--- REQUIRED ACTION 1 ---
Using the IRS Chief Counsel notice on following published guidance, list every date the notice gives.
--- REQUIRED ACTION 2 ---
According to the IRS Chief Counsel notice, when was the Chief Counsel's Roles memo issued?
--- REQUIRED ACTION 3 ---
Extend the IRS Chief Counsel notice on following published guidance, picking up after its last sentence.

Department of the Treasury

 

Internal REvenue Service

 

Office of Chief Counsel

 

 

Notice

 

 

May 8, 2003

 

 

Subject:

 

Following Published Guidance in Advice and Litigation

 

 

Cancellation Date:

 

Upon Incorporation Into the CCDM

 

 

Purpose

 

 

[1] This notice clarifies and supersedes the Chief Counsel Notice (CC-2002-043) dated October 17, 2002, regarding the requirement that Chief Counsel attorneys follow legal positions established by published guidance in papers filed in the Tax Court or in defense or suit letters sent to the Department of Justice. This notice also continues the requirement established in the previous notice that all briefs, trial memoranda and motions to be filed in the Tax Court or letters to the Department of Justice that seek to distinguish a position set forth in published guidance shall be subject to national office review prior to filing in the Tax Court or transmission to the Department of Justice.

Discussion

Overview

[2] This topic was recently discussed as part of the mandatory Ethics IVT broadcast nationwide on May 5, 2003. In that IVT, we went over what should now be familiar principles that were derived from the Chief Counsel's Roles memo issued on August 26, 2002. In short, those principles are as follows. Published guidance comes within the province of the Associate Chief Counsel offices. In contrast, litigation primarily falls under the jurisdiction of the Division Counsel. Tax policy should not be made through litigation. Therefore, our litigating positions should be derived from, and consistent with, the Internal Revenue Code and our published guidance. Any disagreement between a Division Counsel office and an Associate Chief Counsel office concerning the legal positions to be pursued in litigation or other resolution of a case, and whether a position proposed to be taken in a particular case conflicts with published guidance, should be resolved through the existing reconciliation procedures.

--- AVAILABLE DATA ---

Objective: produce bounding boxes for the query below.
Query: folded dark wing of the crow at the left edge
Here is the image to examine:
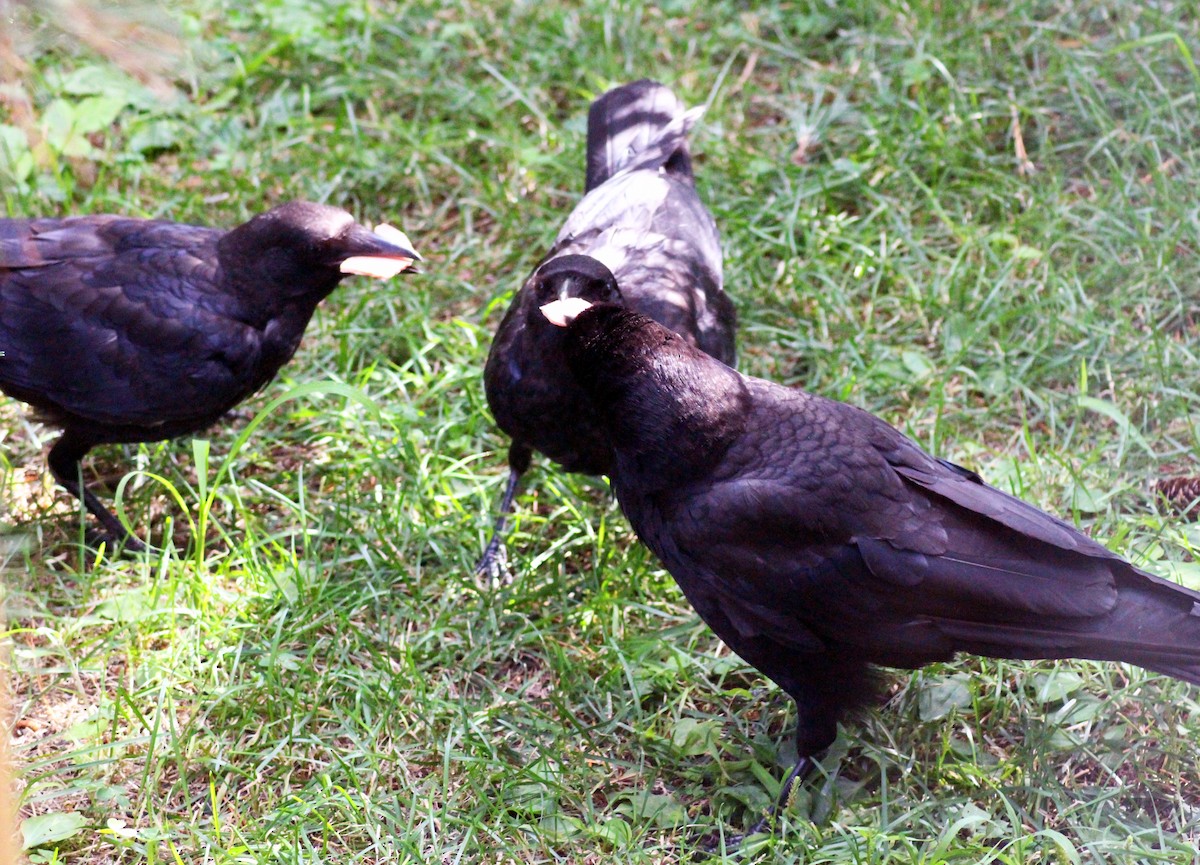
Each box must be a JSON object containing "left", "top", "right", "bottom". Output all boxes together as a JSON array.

--- RESPONSE AREA 1 ---
May 8, 2003; October 17, 2002; May 5, 2003; August 26, 2002

--- RESPONSE AREA 2 ---
August 26, 2002

--- RESPONSE AREA 3 ---
Specific rules

[3] The specific rules regarding the requirement to follow published guidance are as follows:

(1) Chief Counsel attorneys may not argue contrary to final guidance

[4] Final guidance consists of final regulations, temporary regulations, revenue rulings, revenue procedures, IRB notices, and announcements. PLRs, TAMs or CCA do not constitute final guidance. Those documents are case specific and are not prepared with the intention of having other taxpayers rely upon them. They are, however, guidance with respect to the taxpayer whose transaction or case was the subject of the ruling or advice. Good judgment dictates, however, that Chief Counsel attorneys should coordinate with the Associate Chief Counsel office with subject matter jurisdiction over the issue if a Chief Counsel attorney proposes to take a position that conflicts with any PLR, TAM or CCA addressing the issue. This potential conflict may suggest an internal disagreement between the Associate Chief Counsel office and Division Counsel office, or between two Associate Chief Counsel offices, that requires reconciliation.

(a) Final or temporary regulations in force

[5] If there are final or temporary regulations in force regarding an issue, Chief Counsel attorneys generally should follow the final or temporary regulations, even if the Service has subsequently issued proposed regulations addressing the issue, which might yield a different result if the proposed regulations were actually adopted and in effect. For example, if the application of the proposed regulations would have an adverse effect on the taxpayer by reaching a result that is not achievable under the final or temporary regulations, then the proposed regulations should not be applied in that situation. Proposed regulations do not operate to alter temporary or final regulations until they are finalized and adopted. Hence, where there are final or temporary regulations on an issue, as well as proposed regulations, Chief Counsel attorneys should follow the final or temporary regulations, not the proposed regulations.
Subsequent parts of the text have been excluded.